**Your objective**
Out of the material that follows, write out exactly the lines from the line with "positive clicks: (500, 204)" to the line with "negative clicks: (564, 188)", both ends included, and no others.

**Records provided**

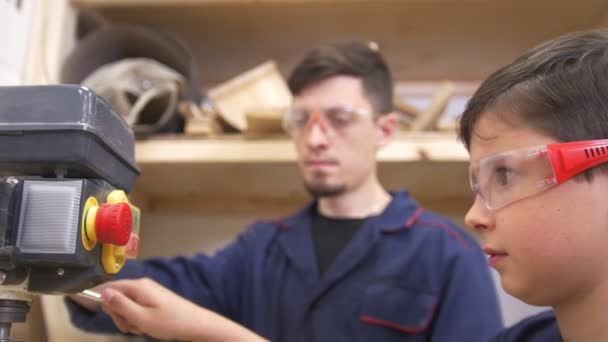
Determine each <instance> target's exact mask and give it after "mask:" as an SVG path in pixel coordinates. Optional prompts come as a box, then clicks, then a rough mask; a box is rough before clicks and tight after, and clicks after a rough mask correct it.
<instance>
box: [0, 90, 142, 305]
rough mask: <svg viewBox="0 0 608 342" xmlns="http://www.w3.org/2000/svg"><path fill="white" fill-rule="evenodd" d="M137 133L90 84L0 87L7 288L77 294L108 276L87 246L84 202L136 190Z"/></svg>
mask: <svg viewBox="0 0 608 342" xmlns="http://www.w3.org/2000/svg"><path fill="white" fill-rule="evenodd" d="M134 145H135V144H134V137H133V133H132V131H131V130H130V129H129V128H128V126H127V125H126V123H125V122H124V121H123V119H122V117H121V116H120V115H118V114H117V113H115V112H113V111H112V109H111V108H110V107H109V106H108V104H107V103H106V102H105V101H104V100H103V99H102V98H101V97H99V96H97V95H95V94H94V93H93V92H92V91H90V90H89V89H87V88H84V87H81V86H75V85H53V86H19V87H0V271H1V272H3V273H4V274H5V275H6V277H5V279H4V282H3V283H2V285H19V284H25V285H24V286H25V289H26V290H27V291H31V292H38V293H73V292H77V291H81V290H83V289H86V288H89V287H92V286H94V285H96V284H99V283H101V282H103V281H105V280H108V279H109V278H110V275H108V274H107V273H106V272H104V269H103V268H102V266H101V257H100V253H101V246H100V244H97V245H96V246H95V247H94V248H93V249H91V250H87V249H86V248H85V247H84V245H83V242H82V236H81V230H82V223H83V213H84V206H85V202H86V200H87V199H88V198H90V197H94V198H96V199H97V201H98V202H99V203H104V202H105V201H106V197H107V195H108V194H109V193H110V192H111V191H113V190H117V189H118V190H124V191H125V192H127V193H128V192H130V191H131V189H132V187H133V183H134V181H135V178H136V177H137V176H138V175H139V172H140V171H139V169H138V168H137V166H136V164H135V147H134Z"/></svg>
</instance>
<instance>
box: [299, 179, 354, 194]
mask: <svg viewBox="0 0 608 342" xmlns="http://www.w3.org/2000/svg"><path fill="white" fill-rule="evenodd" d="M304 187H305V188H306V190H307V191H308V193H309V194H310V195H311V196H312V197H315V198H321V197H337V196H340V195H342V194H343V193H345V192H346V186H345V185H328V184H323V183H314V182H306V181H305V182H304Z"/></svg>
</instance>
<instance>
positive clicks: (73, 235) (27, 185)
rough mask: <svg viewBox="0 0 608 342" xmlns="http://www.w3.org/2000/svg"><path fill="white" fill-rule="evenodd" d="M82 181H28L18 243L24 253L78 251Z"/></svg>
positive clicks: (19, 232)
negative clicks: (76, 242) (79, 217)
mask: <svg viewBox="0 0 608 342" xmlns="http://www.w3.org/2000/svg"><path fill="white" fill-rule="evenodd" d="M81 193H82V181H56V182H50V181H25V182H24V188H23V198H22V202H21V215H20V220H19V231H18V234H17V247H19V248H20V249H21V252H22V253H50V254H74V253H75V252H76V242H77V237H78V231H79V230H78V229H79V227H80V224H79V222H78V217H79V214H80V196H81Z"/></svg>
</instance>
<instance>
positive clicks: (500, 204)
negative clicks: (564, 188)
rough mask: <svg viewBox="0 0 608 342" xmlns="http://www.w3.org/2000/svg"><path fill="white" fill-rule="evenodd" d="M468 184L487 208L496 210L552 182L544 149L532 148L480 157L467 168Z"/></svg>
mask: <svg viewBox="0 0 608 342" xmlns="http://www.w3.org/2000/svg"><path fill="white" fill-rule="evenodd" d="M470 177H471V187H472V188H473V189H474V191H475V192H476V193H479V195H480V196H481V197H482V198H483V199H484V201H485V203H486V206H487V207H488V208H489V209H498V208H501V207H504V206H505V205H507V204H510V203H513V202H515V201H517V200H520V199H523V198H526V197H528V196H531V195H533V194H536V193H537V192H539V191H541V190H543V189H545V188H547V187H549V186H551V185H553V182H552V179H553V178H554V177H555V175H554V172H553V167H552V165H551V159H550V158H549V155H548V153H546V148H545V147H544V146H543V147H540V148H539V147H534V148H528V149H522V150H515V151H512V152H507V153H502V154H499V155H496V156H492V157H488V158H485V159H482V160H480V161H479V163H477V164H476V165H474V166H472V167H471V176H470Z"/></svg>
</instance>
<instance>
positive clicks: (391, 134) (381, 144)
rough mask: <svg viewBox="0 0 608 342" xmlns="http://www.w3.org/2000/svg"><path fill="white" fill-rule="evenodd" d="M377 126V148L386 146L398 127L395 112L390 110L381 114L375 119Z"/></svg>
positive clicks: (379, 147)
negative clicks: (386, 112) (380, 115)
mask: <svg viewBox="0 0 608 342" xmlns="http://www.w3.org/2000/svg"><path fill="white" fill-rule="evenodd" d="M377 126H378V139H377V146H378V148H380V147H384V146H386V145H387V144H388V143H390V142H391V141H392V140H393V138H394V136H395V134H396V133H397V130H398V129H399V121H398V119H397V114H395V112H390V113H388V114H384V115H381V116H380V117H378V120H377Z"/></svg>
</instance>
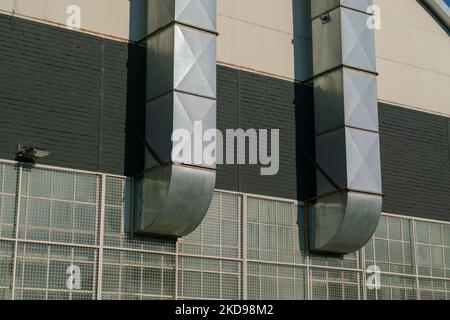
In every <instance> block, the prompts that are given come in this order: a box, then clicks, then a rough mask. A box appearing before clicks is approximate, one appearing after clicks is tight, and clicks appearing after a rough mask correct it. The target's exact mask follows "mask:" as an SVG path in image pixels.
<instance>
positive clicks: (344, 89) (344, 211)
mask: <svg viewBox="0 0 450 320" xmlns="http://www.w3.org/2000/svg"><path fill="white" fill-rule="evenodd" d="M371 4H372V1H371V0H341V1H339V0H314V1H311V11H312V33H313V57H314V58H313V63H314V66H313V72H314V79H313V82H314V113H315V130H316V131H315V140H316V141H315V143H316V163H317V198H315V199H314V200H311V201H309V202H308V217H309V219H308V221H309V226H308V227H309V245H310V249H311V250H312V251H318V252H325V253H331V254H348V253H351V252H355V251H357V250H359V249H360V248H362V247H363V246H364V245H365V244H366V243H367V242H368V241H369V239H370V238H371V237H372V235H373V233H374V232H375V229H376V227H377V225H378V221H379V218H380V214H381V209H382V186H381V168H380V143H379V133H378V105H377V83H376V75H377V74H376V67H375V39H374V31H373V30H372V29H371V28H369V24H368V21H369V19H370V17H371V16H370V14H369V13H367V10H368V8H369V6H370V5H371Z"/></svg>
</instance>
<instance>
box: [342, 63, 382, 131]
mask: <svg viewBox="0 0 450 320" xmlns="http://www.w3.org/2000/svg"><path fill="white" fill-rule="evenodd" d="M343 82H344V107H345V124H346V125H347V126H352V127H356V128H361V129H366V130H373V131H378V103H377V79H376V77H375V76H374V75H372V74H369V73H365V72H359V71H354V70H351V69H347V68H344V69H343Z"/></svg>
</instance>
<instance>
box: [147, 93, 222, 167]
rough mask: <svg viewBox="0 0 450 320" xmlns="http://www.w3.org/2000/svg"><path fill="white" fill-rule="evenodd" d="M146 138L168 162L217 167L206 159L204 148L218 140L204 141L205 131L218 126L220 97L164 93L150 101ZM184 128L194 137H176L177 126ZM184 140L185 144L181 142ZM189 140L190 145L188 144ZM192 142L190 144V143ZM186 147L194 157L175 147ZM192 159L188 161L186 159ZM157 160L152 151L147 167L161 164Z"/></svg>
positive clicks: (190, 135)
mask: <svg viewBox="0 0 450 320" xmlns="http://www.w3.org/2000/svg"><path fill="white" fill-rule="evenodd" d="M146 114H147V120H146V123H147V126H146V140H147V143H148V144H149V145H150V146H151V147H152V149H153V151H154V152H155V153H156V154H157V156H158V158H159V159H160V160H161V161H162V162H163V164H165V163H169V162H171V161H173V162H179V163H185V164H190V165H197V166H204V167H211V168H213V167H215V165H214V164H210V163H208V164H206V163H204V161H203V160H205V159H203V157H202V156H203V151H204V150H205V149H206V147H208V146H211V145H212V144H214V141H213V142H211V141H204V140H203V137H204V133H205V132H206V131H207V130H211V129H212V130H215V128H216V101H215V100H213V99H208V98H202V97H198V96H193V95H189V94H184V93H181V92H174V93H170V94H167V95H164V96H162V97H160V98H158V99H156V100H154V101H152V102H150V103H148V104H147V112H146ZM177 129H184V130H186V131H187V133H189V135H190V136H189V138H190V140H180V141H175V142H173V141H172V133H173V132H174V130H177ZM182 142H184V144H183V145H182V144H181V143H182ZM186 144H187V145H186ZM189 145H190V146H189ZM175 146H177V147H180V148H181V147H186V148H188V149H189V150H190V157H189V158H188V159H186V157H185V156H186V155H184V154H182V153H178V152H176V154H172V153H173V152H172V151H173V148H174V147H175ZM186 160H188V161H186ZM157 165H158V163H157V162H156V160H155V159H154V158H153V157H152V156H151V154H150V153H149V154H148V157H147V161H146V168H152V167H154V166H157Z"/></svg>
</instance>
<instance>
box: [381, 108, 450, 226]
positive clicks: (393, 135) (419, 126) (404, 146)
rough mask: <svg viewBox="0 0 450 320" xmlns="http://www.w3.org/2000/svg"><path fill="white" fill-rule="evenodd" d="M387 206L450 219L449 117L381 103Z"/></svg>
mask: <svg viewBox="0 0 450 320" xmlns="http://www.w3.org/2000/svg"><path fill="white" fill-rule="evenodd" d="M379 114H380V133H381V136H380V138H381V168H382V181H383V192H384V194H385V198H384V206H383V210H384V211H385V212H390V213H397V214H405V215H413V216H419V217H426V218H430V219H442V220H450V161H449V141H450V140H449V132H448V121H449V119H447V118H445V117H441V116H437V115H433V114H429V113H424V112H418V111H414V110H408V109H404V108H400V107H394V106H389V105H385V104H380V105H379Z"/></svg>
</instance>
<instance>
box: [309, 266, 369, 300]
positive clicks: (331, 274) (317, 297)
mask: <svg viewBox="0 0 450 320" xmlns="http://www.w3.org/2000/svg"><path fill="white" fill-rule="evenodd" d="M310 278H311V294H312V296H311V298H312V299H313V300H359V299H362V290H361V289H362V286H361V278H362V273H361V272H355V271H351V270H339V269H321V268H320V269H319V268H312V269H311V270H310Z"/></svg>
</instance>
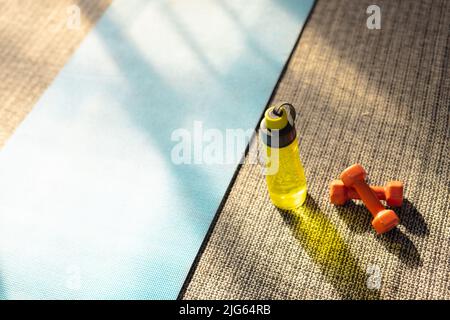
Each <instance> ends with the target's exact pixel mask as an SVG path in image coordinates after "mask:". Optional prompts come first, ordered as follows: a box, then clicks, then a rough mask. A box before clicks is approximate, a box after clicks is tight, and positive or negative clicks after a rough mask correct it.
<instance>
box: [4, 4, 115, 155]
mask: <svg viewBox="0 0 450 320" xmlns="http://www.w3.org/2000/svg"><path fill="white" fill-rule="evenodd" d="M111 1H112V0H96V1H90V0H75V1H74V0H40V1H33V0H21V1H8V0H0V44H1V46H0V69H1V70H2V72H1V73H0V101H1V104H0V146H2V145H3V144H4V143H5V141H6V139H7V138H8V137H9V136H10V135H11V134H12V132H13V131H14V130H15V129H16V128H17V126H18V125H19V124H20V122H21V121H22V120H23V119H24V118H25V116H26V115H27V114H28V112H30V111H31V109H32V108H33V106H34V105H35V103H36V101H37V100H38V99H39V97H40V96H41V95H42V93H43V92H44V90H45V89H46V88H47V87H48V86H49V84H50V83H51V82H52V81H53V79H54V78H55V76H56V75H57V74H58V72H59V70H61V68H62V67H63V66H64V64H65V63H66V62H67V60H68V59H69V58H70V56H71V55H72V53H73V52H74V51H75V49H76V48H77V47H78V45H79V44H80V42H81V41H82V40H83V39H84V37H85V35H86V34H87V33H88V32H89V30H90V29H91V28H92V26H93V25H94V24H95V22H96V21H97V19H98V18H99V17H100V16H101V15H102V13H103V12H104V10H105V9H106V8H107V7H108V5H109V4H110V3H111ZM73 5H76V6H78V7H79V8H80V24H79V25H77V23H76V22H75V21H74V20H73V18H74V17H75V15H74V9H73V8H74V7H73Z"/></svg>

**Result**
positive clicks: (500, 204)
negative clicks: (564, 188)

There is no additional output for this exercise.